* Exercise aim *
Rewrite every one of the records below, changing each "point out" to "mark" and keeping everything else the same. Leave the pictures out of your answer.

* Provided records *
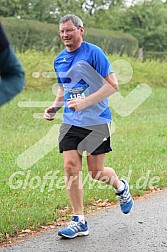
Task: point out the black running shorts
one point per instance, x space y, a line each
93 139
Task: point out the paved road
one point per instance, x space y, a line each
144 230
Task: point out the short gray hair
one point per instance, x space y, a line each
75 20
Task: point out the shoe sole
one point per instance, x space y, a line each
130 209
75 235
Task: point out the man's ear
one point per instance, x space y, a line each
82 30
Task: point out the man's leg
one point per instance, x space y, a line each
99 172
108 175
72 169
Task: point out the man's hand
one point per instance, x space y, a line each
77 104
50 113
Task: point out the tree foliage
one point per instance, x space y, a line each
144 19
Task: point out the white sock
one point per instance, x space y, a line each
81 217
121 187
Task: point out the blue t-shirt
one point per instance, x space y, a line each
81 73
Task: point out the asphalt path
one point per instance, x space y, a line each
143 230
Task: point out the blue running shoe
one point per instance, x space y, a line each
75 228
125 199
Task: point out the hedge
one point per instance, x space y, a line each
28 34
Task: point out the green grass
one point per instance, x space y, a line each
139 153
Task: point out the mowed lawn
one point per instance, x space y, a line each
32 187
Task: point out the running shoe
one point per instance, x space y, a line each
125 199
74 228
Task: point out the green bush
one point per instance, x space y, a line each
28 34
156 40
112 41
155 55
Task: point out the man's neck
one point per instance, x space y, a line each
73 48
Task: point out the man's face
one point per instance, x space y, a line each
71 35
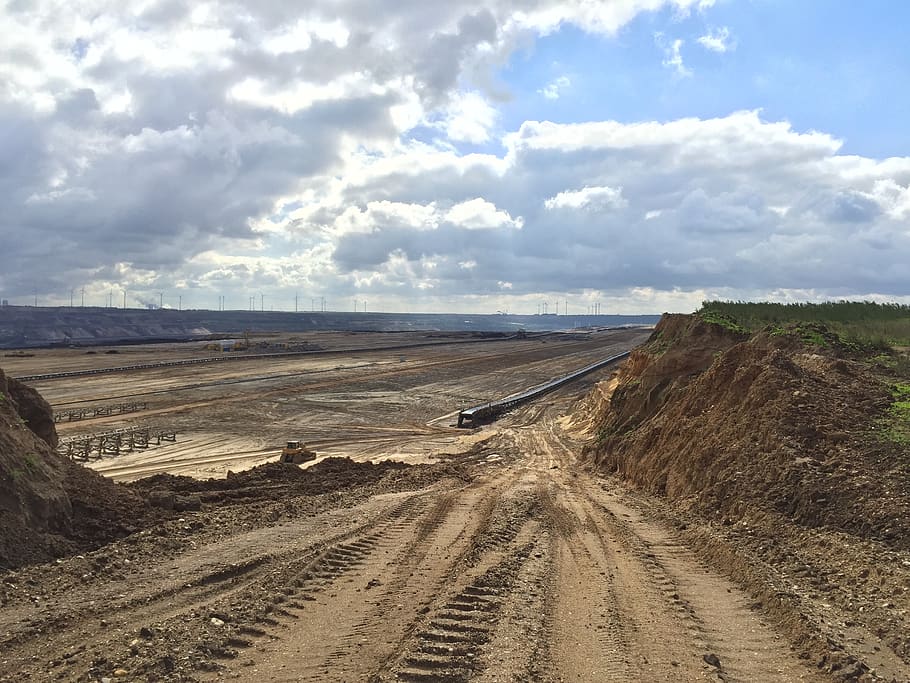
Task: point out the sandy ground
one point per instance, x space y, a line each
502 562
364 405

* Written answer *
Task: mark the black running shorts
one point per instance, x space y, a line each
93 139
Task: mark the paved road
one point per instance, x space y, a line each
144 230
Task: mark the short gray hair
one point per instance, x space y, a line each
75 20
Task: mark the shoe sole
one point per instance, x space y, a line each
130 209
75 235
Task: mark the man's ear
one point per instance, x space y, a line each
82 30
Task: mark the man's leg
one point per instance, x space y, a line each
99 172
108 175
72 169
Task: mark the man's hand
one point per instance, x space y, a line each
77 104
50 113
Task: mark the tree foliage
one point per instance, x space y, a line each
144 19
Task: mark the white sock
one point per instance, x space y, a line each
81 217
121 187
Task: mark the blue t-shirt
one point per instance, x space y, a line each
81 73
Task: mark the asphalt path
one point per instance, x space y, a line each
143 230
Task: mark the blue running shoe
one point per instance, x space y, a line each
75 228
125 199
Task: mark the hedge
one point per instance, x space y, a line each
28 34
Task: mark the green grass
one point per instance, x space y, a line each
139 153
Task: mark the mowed lawn
one point per instance, x space y, a line each
32 187
Task: mark the running shoe
one point per instance, x space y, a line each
125 199
74 228
Task: mark the green bush
one point per instance, x space y, a line each
28 34
156 40
112 41
155 55
Task: mark the man's neck
one point per instance, x space y, a line each
73 48
Task: mark the man's face
one point per instance, x space y, a line each
71 35
Task: mark the sandy ground
one point per instance, x space y, a line each
502 562
364 405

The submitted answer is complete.